PROBLEM DESCRIPTION: Copy out the entries below word for word, omitting the pictures.

-------- MATERIAL PROVIDED --------

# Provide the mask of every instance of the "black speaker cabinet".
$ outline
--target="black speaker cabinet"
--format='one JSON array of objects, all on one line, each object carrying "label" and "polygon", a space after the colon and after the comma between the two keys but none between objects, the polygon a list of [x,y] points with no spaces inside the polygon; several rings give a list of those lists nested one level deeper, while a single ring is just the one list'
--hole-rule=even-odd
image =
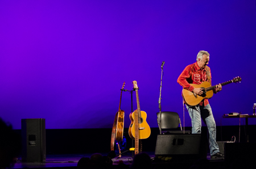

--------

TASK RESPONSE:
# Provide the mask of every instance of the "black speaker cabinet".
$ outline
--target="black speaker cabinet"
--format='one JSON array of objects, all on one line, each object carrying "label" and "polygon", a space after the colon and after the comma between the two keys but none between objects, the polygon a list of [x,y] points with no spaces inside the polygon; several rings give a list of those lists nested one level deeper, while a single ring is just the one list'
--hole-rule=even-odd
image =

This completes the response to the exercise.